> [Исходный текст]

***

Еще проще, еще лаконичнее и прозрачнее стала его философия и эстетика. Теперь принадлежность к определенной общественной группировке, связанность с миросозерцанием прежней среды не существовала более. Все это рухнуло вместе с крушением старого общества. Исчезла и среда, исчезли и люди — умерли, эмигрировали, спрятались. Эфрос остался один среди совсем новых людей — среди театральной и околотеатральной молодежи. И полюбил эту молодежь, актеров-студийцев, как никогда никого не любил. Прежде он много общался, дружил с актерами, увлекался ими, критиковал их, то превозносил, то ниспровергал. С ним очень считались, его боялись, в зависимости от его рецензий то уважали (когда хвалил), то презирали (когда ругал), но он не был своим, он был выше ли, ниже ли, но в стороне. Теперь он был среди них, внутри них, он был их дедом, дядей, может быть, даже дядькой, он отдался им, он питал их, он стремился разделиться на тысячи частей, чтобы как можно большему количеству людей отдать как можно больше себя. Он жил только ими и Надеждой Александровной. Да, это было одно: для него они были неотделимы от Надежды Александровны.
Над ним посмеивались — и над его увлечением то одной, то другой актрисой, и над его слишком уж сервильной преданностью Надежде Александровне, за которой он ходил как нянька, не брезгуя никакой самой грязной и унизительной (разумеется, с точки зрения пошляков) работой.
Но и смеясь над ним, его любили, уважали, его мнение, его решение никогда не подвергалось никаким сомнениям.

***

> [Записанные данные]
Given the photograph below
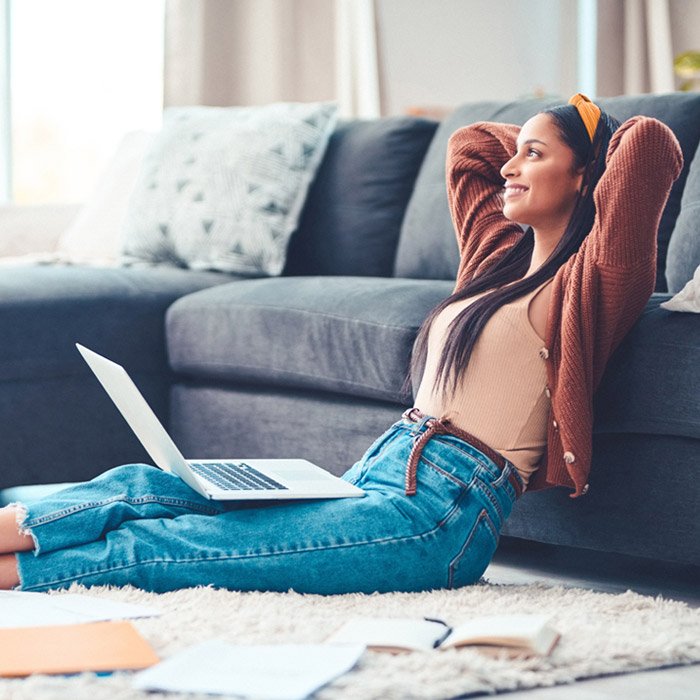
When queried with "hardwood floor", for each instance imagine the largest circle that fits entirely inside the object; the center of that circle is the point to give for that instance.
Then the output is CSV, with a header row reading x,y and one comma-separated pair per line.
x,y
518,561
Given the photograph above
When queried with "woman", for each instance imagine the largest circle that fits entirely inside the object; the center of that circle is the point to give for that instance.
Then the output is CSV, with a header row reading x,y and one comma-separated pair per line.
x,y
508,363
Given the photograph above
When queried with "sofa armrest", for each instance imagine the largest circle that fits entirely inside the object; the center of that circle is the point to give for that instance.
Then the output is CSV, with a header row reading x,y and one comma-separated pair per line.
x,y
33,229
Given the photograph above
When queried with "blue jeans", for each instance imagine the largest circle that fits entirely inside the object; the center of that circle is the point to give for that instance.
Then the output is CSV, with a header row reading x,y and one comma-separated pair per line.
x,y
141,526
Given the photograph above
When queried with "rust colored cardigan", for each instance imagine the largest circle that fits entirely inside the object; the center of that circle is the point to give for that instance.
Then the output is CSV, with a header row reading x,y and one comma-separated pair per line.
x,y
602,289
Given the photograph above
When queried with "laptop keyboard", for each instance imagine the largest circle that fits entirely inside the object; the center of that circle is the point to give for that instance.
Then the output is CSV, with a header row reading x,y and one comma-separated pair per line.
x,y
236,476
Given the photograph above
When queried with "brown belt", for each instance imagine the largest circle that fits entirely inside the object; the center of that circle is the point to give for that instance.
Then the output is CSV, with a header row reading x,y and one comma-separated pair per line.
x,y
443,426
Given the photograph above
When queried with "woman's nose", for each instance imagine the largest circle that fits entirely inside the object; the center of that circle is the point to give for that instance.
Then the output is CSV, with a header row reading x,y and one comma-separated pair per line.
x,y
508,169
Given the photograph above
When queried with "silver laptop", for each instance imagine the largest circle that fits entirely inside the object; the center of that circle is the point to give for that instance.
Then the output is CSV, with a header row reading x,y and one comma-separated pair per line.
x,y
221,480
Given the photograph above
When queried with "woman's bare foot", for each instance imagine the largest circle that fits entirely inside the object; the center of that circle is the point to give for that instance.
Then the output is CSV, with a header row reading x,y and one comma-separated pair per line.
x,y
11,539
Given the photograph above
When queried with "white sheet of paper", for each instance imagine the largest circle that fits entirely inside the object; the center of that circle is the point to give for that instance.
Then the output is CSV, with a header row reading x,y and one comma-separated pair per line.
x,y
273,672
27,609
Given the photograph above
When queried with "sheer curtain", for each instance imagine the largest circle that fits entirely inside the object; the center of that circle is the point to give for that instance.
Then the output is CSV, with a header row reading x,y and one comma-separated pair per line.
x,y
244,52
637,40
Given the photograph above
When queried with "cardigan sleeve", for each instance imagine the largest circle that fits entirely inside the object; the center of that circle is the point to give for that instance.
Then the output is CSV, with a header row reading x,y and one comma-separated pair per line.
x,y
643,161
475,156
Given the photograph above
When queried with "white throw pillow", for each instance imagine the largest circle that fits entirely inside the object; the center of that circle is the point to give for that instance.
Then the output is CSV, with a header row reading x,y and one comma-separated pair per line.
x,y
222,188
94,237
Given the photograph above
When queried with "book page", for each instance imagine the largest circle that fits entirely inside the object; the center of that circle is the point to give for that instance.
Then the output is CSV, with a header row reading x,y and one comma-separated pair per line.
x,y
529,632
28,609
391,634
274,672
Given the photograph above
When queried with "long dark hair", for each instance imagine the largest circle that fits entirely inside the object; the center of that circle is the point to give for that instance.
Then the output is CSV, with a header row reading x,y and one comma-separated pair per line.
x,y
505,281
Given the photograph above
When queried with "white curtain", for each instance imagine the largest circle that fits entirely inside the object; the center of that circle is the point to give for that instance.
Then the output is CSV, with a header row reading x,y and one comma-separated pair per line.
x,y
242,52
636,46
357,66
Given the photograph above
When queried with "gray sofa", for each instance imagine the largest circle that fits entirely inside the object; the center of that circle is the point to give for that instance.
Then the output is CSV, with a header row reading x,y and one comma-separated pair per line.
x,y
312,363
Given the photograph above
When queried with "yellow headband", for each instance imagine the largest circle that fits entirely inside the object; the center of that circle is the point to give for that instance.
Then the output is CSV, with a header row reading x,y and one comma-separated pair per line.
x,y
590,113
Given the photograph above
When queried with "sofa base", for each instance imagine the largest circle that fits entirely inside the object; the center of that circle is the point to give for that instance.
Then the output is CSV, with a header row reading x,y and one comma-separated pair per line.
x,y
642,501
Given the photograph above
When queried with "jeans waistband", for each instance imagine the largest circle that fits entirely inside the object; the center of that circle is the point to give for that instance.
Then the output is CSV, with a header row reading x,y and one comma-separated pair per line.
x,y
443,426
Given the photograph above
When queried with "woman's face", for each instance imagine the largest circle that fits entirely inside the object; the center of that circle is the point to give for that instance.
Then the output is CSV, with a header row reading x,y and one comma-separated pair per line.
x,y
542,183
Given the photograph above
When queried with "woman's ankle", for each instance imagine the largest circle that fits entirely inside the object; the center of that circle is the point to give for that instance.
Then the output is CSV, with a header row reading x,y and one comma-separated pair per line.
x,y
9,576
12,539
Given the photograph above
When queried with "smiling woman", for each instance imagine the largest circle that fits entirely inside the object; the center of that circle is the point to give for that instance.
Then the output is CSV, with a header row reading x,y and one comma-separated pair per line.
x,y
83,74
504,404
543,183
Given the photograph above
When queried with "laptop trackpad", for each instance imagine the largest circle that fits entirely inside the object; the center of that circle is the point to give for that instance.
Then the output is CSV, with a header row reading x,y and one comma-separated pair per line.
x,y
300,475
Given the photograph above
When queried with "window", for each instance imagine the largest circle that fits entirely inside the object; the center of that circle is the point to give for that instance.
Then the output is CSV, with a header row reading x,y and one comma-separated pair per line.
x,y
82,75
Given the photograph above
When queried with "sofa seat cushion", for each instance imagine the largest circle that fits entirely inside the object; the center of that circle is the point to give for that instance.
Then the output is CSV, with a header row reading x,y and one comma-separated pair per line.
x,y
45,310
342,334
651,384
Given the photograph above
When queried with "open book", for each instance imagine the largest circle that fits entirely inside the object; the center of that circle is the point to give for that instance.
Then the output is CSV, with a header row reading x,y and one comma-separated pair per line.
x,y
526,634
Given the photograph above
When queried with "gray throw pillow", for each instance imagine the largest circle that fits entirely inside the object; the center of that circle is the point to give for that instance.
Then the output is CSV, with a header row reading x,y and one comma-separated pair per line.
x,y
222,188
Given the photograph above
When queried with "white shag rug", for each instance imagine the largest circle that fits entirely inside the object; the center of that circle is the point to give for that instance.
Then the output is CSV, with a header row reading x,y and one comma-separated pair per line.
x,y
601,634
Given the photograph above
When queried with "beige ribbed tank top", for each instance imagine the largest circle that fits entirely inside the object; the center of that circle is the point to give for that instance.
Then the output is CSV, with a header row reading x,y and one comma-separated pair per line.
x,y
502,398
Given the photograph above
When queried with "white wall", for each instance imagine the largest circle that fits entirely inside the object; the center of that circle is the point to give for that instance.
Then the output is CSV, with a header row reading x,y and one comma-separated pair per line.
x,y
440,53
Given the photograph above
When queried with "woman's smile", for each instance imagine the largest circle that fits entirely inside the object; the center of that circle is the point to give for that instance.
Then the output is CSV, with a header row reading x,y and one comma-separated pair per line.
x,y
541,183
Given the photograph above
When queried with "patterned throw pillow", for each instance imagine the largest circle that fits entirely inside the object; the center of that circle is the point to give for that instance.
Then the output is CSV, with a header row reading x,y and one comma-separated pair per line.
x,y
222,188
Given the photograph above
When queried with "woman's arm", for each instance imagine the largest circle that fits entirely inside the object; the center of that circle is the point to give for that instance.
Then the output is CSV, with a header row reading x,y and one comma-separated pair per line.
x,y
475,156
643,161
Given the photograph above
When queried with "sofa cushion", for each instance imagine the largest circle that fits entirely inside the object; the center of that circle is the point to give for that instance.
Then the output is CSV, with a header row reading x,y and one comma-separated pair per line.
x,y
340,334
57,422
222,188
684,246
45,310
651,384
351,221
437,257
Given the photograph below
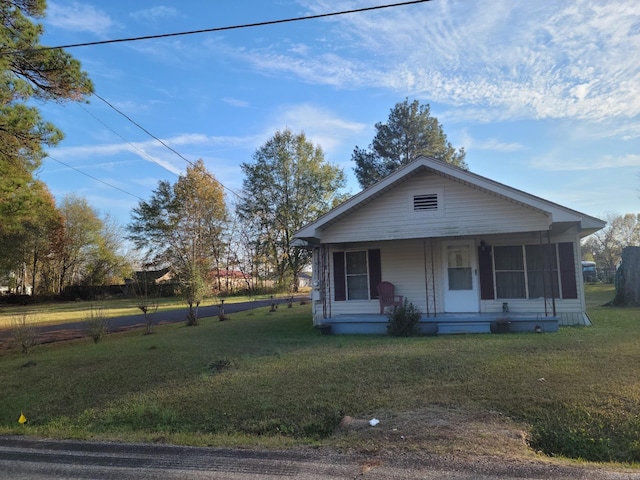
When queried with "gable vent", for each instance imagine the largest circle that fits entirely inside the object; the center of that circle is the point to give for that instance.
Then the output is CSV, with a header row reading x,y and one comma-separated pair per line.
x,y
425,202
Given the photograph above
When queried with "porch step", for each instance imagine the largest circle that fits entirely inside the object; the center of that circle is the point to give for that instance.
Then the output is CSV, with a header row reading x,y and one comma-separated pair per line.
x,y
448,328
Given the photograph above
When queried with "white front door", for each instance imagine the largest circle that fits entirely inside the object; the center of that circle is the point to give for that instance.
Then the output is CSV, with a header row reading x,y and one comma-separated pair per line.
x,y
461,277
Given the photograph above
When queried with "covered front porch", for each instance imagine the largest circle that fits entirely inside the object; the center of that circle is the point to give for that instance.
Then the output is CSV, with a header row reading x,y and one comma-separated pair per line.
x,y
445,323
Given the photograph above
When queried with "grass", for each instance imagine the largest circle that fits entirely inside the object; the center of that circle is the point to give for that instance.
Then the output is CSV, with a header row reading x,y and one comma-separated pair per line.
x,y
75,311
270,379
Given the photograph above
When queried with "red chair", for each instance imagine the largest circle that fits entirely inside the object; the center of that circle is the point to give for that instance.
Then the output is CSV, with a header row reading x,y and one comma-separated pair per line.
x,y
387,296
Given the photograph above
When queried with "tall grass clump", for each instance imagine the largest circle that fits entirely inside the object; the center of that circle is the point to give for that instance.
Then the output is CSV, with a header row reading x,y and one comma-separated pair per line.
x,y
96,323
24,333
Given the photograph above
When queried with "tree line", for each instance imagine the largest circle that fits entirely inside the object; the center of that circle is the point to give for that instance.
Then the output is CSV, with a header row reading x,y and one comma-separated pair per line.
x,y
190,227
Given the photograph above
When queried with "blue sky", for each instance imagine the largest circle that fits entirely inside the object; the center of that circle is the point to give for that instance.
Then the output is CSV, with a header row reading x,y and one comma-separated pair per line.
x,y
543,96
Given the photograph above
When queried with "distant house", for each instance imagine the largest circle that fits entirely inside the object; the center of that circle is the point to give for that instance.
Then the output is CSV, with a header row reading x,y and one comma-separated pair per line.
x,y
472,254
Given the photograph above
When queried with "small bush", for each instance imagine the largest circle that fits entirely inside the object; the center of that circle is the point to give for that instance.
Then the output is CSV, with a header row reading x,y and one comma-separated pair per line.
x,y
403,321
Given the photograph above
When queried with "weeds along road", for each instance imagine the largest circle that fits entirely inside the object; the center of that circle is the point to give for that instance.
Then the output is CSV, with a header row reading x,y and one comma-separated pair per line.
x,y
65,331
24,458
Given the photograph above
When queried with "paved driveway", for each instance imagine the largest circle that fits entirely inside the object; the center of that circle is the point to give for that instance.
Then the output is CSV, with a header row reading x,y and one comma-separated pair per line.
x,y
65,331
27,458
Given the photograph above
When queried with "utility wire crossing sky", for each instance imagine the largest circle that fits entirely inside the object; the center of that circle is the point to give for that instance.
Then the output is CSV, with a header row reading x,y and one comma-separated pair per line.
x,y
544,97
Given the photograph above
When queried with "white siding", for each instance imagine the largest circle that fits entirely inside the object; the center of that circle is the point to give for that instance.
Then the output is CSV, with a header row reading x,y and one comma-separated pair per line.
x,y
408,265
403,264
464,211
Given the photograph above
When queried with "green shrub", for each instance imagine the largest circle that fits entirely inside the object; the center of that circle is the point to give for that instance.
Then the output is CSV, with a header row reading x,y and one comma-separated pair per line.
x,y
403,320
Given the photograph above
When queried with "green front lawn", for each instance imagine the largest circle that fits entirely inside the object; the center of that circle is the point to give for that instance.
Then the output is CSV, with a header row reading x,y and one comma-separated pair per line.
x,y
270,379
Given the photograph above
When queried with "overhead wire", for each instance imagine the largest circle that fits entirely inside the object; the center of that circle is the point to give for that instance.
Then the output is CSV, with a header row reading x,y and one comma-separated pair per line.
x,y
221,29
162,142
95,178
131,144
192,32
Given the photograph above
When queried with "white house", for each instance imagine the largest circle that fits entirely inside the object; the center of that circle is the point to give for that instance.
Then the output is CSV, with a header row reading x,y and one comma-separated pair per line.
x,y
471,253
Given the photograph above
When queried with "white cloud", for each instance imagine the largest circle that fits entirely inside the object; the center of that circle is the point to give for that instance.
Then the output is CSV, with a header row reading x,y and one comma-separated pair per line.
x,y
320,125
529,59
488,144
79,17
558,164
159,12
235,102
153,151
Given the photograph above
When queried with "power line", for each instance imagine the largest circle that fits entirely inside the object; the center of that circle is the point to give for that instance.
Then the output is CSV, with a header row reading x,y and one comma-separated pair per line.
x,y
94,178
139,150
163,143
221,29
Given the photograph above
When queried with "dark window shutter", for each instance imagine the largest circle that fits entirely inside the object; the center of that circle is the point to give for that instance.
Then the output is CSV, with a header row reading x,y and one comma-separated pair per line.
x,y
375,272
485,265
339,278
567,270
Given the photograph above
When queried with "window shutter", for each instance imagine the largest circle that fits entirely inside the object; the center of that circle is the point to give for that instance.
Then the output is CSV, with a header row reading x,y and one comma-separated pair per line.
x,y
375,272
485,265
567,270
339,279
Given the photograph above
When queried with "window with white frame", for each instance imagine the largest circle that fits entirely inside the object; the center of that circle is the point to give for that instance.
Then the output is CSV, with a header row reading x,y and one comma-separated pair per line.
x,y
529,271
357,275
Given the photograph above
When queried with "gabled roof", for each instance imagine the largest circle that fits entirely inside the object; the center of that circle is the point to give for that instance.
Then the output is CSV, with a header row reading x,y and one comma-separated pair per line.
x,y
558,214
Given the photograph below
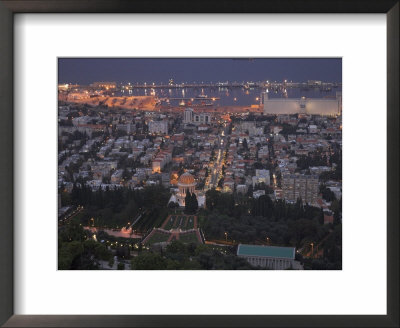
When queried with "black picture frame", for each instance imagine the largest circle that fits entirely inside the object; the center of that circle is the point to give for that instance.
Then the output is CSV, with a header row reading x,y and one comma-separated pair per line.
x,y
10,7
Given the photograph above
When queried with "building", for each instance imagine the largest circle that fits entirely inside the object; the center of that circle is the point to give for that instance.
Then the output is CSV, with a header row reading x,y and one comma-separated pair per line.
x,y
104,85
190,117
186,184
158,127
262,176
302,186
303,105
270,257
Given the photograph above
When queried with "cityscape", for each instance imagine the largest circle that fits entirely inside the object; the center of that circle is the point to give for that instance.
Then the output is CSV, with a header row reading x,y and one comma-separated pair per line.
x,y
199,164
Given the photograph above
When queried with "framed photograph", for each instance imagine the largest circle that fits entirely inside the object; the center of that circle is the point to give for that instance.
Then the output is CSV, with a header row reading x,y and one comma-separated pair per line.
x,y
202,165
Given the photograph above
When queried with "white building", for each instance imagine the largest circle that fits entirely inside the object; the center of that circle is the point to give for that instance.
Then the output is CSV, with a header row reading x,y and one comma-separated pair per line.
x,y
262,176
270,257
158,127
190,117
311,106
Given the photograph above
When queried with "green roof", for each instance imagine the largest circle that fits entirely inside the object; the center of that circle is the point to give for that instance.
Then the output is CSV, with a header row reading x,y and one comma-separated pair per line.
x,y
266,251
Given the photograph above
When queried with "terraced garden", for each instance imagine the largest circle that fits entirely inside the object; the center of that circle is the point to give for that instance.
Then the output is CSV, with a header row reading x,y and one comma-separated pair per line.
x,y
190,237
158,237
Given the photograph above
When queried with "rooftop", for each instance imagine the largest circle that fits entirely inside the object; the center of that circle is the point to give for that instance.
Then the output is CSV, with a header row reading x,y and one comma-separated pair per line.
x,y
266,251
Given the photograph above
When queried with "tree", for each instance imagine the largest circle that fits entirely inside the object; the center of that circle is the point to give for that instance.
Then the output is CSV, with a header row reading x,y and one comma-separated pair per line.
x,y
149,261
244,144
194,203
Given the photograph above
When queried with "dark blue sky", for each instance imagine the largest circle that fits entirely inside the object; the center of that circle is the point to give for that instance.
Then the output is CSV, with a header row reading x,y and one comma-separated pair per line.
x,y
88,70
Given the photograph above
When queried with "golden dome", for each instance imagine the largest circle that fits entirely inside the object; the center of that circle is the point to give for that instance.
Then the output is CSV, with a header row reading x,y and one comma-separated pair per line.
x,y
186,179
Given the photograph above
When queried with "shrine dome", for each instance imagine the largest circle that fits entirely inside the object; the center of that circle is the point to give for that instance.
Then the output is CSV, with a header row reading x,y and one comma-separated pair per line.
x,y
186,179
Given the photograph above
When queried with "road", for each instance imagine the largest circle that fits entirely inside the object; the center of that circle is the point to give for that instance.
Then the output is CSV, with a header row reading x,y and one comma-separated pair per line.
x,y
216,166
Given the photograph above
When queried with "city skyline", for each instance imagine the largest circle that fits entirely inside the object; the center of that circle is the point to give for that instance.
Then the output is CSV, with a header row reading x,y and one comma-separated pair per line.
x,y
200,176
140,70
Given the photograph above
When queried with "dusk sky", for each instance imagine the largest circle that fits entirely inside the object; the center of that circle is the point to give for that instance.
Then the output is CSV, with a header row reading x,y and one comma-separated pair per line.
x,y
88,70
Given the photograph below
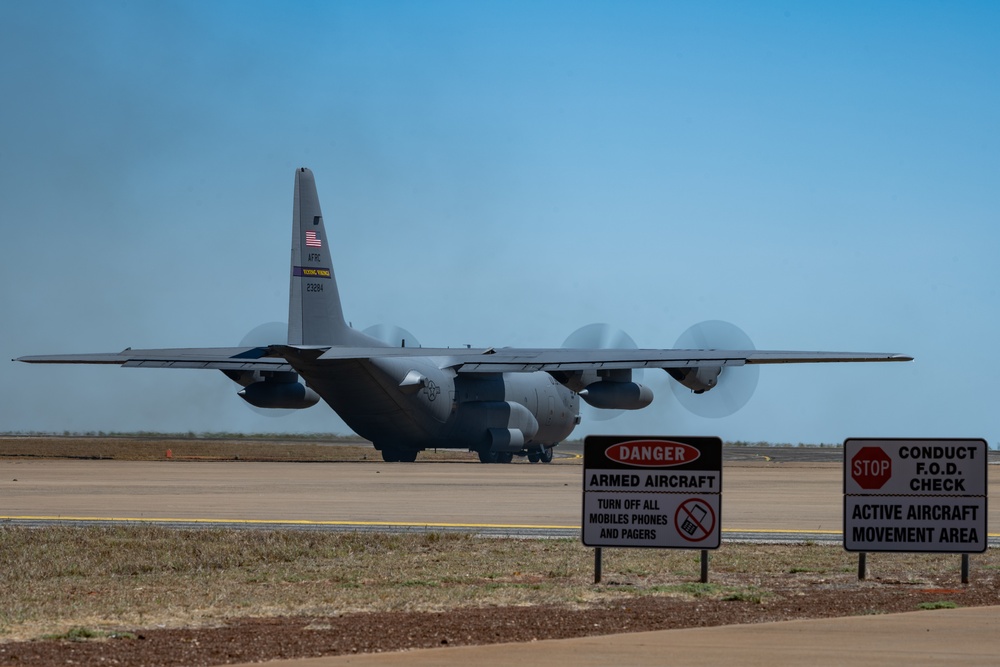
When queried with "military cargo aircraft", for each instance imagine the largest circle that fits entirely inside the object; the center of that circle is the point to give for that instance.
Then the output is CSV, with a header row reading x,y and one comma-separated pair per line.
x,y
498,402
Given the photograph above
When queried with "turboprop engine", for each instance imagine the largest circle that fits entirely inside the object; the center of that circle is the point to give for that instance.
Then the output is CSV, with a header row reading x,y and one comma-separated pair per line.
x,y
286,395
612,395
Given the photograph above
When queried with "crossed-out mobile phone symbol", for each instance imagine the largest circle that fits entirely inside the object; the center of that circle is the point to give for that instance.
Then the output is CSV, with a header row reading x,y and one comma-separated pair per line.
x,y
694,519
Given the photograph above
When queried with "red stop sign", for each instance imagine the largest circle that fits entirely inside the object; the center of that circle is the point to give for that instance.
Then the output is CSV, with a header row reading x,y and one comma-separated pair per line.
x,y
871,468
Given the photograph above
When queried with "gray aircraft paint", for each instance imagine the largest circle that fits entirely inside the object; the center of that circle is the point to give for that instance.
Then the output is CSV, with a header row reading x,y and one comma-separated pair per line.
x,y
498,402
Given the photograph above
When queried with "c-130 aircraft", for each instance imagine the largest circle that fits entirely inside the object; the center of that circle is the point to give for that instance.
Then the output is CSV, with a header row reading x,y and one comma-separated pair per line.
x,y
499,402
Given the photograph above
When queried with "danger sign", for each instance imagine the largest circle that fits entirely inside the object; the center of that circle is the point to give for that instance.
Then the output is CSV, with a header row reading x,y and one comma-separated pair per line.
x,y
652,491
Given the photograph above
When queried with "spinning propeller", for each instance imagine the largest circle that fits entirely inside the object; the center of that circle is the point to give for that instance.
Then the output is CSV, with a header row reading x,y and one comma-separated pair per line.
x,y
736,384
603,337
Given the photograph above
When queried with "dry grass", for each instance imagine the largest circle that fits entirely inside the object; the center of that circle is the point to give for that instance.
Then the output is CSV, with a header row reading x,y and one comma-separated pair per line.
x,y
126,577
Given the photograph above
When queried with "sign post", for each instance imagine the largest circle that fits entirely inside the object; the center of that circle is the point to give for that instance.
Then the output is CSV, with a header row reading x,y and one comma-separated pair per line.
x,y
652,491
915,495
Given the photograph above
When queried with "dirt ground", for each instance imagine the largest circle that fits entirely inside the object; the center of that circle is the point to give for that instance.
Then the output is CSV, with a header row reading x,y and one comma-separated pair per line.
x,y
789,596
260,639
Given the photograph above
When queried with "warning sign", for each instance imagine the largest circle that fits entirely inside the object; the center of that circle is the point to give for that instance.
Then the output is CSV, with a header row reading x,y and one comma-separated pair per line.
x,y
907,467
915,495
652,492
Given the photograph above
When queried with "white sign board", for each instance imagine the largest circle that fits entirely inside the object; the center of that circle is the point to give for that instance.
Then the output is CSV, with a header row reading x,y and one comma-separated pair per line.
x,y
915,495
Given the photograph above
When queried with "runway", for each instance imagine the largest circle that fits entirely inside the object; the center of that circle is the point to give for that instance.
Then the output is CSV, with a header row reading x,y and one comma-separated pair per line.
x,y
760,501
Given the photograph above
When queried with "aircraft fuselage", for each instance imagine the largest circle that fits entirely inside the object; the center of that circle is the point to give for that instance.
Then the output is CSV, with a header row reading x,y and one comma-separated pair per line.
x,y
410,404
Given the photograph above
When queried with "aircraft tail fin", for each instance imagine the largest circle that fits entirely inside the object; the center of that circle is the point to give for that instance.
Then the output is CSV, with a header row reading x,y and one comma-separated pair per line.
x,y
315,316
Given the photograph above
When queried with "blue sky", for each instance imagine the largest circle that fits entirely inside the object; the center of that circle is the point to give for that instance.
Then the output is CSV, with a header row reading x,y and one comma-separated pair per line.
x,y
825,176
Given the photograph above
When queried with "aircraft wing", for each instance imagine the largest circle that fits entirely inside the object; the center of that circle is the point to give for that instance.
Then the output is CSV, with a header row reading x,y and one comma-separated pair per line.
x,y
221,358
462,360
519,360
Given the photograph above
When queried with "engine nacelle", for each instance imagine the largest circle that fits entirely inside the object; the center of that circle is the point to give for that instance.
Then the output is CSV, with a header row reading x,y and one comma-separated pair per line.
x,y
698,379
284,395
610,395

***

> [Выполните задания]
(1) Среди кого остался Эфрос после крушения старого общества, если судить по отрывку об Эфросе?
(2) Перепишите из отрывка об Эфросе фрагмент от «Над ним посмеивались» до «зрения пошляков) работой.».
Отвечайте, опираясь только на отрывок об Эфросе.

> [Ответы к заданиям]
(1) Среди театральной и околотеатральной молодежи.

(2)
Над ним посмеивались — и над его увлечением то одной, то другой актрисой, и над его слишком уж сервильной преданностью Надежде Александровне, за которой он ходил как нянька, не брезгуя никакой самой грязной и унизительной (разумеется, с точки зрения пошляков) работой.